● Document extract
Ideal audience, history and human nature, facts and lies, sharing a difficult diagnosis, losing seasons.
Congratulations on the Mar|Apr issue. I don’t remember a more interesting one—including the one my junior year in which a Daily Pennsylvanian piece of mine was reprinted.
I’m sure it helped that I have been friends with Budd Mishkin C’81 (whose essay “My Losing Seasons” appears in “Alumni Voices”) since our days together at UTV, that I was friends in high school with Jonathan Zimmerman’s older brother Jeff and that I majored in history (“The History Wars”), that I’ve been a political junkie since the late 1960s (“Calling It”), that I’m a humanist who lost his dad to Alzheimer’s (“The Humanist Is In”), and that my mom and younger daughter were/are educators (“Black Education Before Brown”), but kudos on a job well done.
David Elfin C’81, Bethesda, MD
Keep Them Coming
Just wanted to take a moment to acknowledge the great work in the Mar|Apr edition. The articles on education (“The History Wars,” by Trey Popp) and Alzheimer’s (“The Humanist Is In,” by Julia M. Klein) were particularly insightful, well written, and enlightening. The Gazette at its best—keep them coming!
Xiomara Corral C’84, Jersey City, NJ
I thoroughly enjoyed “The History Wars,” Trey Popp’s well-written profile of Jonathan Zimmerman, especially because I majored in history at Penn and consider myself a history buff.
Zimmerman’s comments were fact-based, informative, insightful, nuanced, reasonable, and not tendentious in the least. I wish that more academics, public intellectuals, and political pundits emulated him!
Vincent T. Lombardo C’78, Cleveland
We Are Not Taught to Disagree with Respect
I have just read “The History Wars,” and I applaud Jonathan Zimmerman’s direct approach and the fearlessness of his convictions. Having been a practicing social worker for 32-plus years, I agree that human behavior, communication, and education should become a stronger focus. Students are not taught how to think critically, without fear, even if their perspectives do not “conform” to some preordained thought process of the decade.
Sadly, the teachers who would read these essays are not supported in appreciating a student’s ability to formulate thoughts and present them. It is human nature to be biased in some way by our own individual histories, but we are not taught to disagree with respect, to focus on the idea, not the person/group delivering it.

● Record set
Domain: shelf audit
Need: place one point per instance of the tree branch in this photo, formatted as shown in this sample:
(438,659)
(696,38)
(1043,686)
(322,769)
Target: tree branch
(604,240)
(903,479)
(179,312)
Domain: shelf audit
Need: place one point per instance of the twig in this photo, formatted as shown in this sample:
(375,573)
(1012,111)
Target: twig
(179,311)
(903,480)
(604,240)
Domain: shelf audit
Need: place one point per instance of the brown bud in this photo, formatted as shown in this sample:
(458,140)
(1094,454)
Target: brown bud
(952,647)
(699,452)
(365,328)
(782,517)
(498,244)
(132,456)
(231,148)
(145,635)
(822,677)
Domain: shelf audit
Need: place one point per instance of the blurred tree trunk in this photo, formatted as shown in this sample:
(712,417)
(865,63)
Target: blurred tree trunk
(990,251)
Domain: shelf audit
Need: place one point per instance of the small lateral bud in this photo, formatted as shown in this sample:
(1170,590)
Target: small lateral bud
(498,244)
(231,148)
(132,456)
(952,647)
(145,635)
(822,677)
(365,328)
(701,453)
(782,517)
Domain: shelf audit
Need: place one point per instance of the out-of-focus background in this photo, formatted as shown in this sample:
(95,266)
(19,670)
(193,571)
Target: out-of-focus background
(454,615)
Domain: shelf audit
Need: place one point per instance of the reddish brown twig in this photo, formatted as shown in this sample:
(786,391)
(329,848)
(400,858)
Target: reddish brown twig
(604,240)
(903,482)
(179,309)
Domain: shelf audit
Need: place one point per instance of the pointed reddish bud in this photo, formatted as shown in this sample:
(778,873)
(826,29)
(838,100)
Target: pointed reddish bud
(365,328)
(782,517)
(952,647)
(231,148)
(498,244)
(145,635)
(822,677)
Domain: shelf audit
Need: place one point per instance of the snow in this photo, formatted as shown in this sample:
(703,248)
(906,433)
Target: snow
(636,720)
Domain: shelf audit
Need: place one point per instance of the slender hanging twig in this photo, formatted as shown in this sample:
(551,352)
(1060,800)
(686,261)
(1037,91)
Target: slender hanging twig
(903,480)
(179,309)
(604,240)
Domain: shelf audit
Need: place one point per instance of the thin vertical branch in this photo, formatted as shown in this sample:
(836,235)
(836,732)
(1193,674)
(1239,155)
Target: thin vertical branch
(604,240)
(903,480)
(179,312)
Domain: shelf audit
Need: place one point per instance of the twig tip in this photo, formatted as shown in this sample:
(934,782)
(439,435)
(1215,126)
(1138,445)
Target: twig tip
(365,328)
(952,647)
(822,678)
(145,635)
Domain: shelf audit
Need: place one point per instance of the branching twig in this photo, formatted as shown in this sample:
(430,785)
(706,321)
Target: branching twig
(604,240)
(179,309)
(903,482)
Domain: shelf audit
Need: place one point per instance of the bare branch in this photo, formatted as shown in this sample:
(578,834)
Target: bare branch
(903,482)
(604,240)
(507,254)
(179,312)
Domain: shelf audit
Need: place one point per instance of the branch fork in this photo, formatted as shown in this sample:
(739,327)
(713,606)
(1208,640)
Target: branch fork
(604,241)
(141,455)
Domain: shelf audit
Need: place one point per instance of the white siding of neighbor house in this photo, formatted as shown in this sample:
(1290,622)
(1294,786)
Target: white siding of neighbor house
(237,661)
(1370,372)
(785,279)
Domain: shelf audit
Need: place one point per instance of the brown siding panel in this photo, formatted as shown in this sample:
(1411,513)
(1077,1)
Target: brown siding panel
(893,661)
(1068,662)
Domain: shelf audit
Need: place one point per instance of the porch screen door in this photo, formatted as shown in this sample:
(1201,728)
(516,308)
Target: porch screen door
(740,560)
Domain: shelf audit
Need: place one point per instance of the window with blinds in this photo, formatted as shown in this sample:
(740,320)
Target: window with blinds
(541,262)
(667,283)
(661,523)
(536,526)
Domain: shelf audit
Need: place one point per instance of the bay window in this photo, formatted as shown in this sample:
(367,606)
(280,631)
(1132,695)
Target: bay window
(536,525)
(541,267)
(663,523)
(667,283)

● Questions to answer
(a) Summarize the readers' letters about the Mar|Apr issue in two sentences.
(b) Carry on the readers' letters about the Mar|Apr issue from where they stop.
The records were taken from a different source.

● Solved problems
(a) Readers praised the Mar|Apr issue, with one calling it the most interesting he could remember and another singling out the articles on education and Alzheimer's as insightful and well written. Several applauded Jonathan Zimmerman's views in "The History Wars," and a social worker agreed that students are not taught to think critically or to disagree with respect.

(b)
Rewriting history, the “white-washing” of the past, or now “multi-coloring” it, is also not the answer. It is our children who will be making the change in American society, but only if critical thinking, respecting varying perspectives is encouraged and nurtured.
This process should start in elementary school, and by high school should be the norm. By college, it should be expected. I agree with Zimmerman’s quote, “We have radically different understandings of America right now. But that’s not the problem. The problem is we don’t actually have venues and institutions to deliberate those differences.”
Sandra Clark Jones SW’88, Mill Creek, WA
Bias on Full Display
The Mar|Apr issue illustrates the chasm that divides America and Americans. This is clearly demonstrated by “The History Wars,” written by senior editor Trey Popp and introduced by editor John Prendergast [“From the Editor”]. The bias of the editors is on full display and matches the orthodox view of most media.
The demonization of Donald Trump W’68 and his supporters has been a priority of a significant segment of American society. When anyone questions the unequal burdens created by the Paris Climate Accords, they are immediately labeled as ignorant “climate change denialists.” Questions about policies to control the pandemic become “disinformation.” Anyone pointing to the devastating crisis at our southern border must be “xenophobic” and “racist.” Any questions about some of the obviously odd happenings in the 2020 election must be contributing to the “campaign of lies about election fraud” and probably caused the “insurrection” of January 6. Anyone wondering about the suppression of reports about the activities of Hunter Biden must be unduly influenced by “disinformation” or a “Russian effort to influence the election.”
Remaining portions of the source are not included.